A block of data
#####

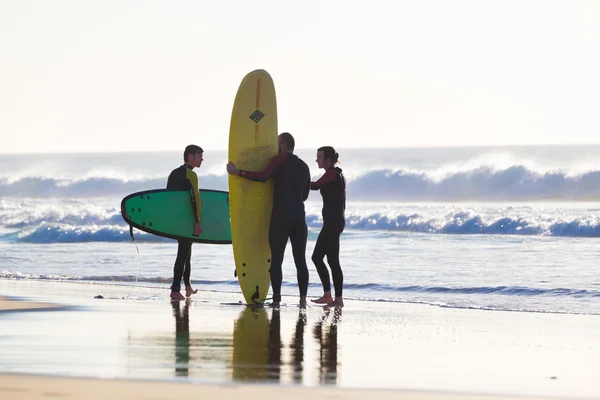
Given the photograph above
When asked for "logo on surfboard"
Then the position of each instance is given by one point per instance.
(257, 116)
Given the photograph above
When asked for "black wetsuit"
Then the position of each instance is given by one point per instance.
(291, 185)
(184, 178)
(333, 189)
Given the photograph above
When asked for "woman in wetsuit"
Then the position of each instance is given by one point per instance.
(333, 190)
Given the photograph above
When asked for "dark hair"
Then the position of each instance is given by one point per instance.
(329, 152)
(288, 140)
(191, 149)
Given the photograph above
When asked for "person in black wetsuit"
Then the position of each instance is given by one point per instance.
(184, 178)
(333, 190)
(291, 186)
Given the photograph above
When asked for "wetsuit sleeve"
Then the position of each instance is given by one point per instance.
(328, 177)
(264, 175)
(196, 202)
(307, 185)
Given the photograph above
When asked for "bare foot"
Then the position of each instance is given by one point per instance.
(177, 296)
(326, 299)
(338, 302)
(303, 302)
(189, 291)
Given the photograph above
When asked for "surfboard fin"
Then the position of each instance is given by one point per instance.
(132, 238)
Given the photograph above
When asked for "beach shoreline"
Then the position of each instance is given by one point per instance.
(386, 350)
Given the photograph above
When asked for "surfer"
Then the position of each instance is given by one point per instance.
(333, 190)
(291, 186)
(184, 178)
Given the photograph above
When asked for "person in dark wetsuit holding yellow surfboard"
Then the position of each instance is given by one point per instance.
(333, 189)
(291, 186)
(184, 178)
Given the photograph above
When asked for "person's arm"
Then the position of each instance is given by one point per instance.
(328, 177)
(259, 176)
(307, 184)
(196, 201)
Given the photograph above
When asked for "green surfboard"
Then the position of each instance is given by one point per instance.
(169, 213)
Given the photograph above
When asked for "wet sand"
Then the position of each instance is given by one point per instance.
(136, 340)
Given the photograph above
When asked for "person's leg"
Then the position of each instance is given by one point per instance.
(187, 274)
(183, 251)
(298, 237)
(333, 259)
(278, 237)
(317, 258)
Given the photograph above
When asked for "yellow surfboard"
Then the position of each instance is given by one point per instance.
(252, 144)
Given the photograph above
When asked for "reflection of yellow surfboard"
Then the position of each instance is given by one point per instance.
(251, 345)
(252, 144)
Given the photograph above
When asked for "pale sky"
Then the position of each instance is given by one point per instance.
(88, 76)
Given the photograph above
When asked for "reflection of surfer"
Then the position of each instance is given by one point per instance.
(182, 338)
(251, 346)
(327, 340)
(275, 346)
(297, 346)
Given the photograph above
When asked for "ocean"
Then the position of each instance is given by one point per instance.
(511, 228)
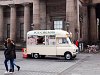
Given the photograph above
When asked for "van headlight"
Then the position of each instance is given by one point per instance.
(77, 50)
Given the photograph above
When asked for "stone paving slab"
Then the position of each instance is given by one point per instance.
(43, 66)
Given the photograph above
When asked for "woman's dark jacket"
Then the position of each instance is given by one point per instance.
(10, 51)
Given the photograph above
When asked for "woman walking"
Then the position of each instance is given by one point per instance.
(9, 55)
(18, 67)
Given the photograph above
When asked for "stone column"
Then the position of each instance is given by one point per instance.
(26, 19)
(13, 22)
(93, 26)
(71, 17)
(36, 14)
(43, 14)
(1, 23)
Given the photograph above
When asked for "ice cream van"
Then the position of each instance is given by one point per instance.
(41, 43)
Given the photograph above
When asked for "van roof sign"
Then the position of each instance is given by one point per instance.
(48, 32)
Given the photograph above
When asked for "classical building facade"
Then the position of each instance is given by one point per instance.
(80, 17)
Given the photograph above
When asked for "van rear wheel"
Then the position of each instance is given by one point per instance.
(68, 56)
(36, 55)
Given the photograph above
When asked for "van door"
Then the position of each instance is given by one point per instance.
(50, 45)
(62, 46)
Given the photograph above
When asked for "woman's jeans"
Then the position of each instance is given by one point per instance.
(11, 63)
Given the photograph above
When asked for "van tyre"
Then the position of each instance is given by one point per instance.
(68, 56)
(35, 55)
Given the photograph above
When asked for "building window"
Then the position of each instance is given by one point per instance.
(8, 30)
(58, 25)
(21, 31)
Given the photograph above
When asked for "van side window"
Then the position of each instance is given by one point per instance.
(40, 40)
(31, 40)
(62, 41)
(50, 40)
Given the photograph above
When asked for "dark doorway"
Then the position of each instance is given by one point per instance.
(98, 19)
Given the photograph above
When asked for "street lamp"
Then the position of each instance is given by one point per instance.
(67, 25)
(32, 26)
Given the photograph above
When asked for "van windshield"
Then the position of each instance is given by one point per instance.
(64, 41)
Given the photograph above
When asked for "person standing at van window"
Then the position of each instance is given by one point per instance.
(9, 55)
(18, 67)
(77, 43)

#####

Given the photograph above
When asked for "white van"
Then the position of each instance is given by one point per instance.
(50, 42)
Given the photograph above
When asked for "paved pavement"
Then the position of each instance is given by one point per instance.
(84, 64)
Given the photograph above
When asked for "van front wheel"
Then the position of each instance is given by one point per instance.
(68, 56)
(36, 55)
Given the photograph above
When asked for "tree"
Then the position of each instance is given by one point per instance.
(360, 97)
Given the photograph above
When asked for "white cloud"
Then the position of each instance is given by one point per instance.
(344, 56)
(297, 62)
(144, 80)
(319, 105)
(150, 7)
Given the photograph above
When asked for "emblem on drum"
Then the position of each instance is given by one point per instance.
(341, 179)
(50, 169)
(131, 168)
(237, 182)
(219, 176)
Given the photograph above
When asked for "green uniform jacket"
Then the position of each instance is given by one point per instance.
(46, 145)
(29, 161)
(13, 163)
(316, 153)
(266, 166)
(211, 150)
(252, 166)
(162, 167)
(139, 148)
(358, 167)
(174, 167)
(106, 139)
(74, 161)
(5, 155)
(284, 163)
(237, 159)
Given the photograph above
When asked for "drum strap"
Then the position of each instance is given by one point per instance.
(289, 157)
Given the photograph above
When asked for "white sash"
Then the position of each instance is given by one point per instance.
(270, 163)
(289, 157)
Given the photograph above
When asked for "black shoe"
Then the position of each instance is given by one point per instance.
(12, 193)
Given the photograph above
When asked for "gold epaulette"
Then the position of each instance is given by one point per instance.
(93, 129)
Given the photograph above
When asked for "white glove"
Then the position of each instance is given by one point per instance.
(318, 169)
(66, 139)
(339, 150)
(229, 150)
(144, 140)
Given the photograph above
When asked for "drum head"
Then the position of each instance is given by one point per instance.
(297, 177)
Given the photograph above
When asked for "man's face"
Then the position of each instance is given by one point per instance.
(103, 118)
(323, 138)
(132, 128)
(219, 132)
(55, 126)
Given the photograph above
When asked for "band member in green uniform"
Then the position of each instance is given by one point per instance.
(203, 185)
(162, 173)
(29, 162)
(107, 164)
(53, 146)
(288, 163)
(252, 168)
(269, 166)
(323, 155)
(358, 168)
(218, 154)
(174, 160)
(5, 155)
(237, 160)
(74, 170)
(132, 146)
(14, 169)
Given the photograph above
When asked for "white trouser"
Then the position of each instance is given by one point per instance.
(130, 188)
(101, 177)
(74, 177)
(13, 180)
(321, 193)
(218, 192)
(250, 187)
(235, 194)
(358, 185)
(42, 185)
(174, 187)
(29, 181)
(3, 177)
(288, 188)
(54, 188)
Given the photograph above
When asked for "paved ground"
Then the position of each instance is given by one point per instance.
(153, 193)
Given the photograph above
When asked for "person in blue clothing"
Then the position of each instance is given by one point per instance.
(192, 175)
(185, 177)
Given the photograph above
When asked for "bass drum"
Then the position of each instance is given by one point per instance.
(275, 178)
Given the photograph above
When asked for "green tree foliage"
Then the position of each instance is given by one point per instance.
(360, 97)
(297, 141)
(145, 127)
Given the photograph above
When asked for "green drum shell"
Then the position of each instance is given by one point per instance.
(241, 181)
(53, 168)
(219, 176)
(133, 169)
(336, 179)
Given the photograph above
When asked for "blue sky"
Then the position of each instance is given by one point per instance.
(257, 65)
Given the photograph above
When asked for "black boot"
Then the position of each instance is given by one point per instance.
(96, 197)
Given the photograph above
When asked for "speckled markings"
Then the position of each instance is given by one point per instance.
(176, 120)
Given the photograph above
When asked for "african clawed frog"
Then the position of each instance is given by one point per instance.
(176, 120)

#####

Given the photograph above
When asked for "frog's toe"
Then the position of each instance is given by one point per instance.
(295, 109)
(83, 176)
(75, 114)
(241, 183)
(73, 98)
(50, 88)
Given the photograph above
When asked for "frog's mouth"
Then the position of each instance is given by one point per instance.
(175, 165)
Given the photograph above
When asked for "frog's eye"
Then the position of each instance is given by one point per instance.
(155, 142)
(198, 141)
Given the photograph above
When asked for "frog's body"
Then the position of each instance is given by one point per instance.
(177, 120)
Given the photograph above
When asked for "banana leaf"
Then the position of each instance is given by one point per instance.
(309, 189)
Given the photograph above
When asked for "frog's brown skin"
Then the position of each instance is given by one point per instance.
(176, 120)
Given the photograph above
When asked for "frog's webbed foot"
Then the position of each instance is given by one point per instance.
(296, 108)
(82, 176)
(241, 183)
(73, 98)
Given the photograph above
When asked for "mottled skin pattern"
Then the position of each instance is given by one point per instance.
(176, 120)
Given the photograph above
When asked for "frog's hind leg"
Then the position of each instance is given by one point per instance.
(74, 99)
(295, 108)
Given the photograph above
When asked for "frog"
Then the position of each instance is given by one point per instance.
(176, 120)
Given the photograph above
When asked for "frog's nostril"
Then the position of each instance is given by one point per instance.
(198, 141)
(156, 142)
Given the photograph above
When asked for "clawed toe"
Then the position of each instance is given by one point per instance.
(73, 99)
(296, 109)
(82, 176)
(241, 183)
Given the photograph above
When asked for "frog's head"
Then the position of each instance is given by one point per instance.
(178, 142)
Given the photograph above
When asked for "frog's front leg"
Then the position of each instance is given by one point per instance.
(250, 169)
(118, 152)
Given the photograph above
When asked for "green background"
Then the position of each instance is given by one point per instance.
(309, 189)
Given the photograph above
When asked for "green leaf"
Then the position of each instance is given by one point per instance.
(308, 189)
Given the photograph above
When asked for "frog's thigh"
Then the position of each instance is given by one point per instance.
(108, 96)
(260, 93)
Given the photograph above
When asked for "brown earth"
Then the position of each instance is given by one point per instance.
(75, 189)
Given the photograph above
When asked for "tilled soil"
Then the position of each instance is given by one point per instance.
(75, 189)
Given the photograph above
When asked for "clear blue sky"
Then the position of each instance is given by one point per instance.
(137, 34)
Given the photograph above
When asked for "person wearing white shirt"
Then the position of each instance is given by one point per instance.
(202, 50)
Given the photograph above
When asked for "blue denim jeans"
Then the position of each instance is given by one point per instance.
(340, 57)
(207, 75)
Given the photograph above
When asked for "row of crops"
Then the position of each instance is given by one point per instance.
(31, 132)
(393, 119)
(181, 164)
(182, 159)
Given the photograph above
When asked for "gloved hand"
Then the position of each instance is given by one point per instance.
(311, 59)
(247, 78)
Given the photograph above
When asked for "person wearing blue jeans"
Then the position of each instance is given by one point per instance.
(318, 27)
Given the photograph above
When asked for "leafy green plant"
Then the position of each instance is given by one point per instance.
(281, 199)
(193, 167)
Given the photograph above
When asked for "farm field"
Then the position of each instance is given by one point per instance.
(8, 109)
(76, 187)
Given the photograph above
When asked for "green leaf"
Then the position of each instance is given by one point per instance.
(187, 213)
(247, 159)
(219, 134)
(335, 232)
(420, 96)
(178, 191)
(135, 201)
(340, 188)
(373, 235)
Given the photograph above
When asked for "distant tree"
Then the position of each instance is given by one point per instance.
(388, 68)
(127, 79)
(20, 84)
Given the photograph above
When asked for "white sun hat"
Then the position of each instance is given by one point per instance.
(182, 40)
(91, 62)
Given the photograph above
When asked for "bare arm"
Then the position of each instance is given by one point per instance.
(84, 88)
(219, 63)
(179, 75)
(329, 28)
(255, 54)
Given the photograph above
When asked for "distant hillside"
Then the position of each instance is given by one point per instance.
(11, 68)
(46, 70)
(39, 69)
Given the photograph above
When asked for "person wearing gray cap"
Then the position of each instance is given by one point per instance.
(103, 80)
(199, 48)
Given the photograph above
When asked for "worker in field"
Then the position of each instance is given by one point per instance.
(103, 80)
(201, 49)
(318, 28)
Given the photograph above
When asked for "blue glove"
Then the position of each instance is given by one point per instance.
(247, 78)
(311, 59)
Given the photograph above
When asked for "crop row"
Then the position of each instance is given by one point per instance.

#####

• EXERCISE TASK
List every line of the records that contains the string "jeans", copying each line in full.

• SOLUTION
When asked for "woman's jeans"
When asked for "blue denim jeans"
When asked for "person wearing blue jeans"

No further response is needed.